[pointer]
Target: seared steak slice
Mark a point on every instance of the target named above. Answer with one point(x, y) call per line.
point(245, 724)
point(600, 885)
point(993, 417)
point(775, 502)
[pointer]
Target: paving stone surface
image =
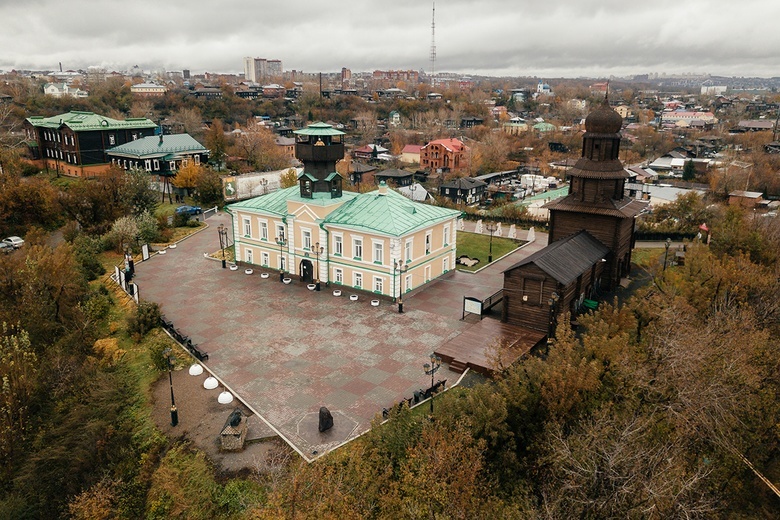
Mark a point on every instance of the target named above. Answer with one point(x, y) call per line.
point(286, 351)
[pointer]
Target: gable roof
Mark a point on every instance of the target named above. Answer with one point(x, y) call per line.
point(390, 214)
point(275, 202)
point(89, 121)
point(453, 145)
point(154, 146)
point(566, 259)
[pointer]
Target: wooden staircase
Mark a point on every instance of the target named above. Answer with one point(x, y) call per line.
point(457, 366)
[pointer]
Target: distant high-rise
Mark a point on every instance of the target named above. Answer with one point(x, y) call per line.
point(258, 69)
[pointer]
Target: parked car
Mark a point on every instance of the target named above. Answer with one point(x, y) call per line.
point(15, 242)
point(189, 210)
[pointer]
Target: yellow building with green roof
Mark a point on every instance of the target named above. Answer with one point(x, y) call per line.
point(379, 242)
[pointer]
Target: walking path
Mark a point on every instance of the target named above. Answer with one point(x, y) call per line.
point(286, 351)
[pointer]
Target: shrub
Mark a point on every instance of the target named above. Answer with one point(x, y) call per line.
point(146, 317)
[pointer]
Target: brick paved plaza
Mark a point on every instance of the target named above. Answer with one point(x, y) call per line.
point(286, 351)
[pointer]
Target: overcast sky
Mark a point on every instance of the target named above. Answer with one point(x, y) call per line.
point(569, 38)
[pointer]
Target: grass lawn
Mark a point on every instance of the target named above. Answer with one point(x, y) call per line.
point(475, 245)
point(646, 257)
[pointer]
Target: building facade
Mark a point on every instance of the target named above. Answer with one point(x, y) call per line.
point(76, 143)
point(379, 242)
point(159, 155)
point(444, 155)
point(596, 201)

What is asked:
Rewrite all of the lines above, swapping "every instance" for "each instance" and leaving everything else as it is. Omit the pictures from your answer.

Output of the exercise:
[pointer]
Target: seared steak slice
Mark a point on each instance of the target named above. Answer with one point(x, y) call per line.
point(245, 724)
point(600, 885)
point(993, 417)
point(775, 502)
[pointer]
Target: paving stone surface
image =
Mark a point on each instance of the target named above. Answer with one point(x, y) call per line.
point(286, 351)
[pointer]
Target: gable roof
Mark a point on each instance of the target named above. Answer with one point(x, y) call per line.
point(390, 214)
point(275, 202)
point(89, 121)
point(453, 145)
point(154, 146)
point(566, 259)
[pointer]
Target: wooden staircase
Mark a point on each instance of the target named above. Answer with one point(x, y) call per line.
point(457, 366)
[pointer]
Target: distant high-rise
Mark a point on each instance of the target named above. Answer with one point(x, y) call per line.
point(258, 69)
[pointer]
Target: parked car
Mark a point on each instance of the target named above. Answer with one point(x, y) call per line.
point(15, 242)
point(189, 210)
[pointer]
Target: yellow building with green roof
Mark a point on each instance of the target named above. Answer with one point(x, y) call per line.
point(379, 242)
[pointer]
Target: walking path
Mark a point on each instance of the target named above. Answer with one point(x, y) call per line.
point(286, 351)
[pointer]
Target: shrub
Mark a point on each instance of the target named above. Answer with one point(x, y) call per line.
point(146, 317)
[pointer]
Target: brick paved plaza
Mark a point on each instance of the target named above. Answer with one point(x, y) call per line.
point(286, 351)
[pointer]
Target: overcast sky
Mark a point on each instance of the target named above. Answer with one point(x, y) call per line.
point(569, 38)
[pointer]
Target: grass lawn
Mark a point on each instance of the target named above. Answer with one point(x, y) call per line.
point(475, 245)
point(646, 257)
[pointer]
Target: building facade
Mark a point on each instance of the target named above. Answer with one point(x, y) call per line.
point(76, 143)
point(379, 242)
point(159, 155)
point(444, 155)
point(596, 201)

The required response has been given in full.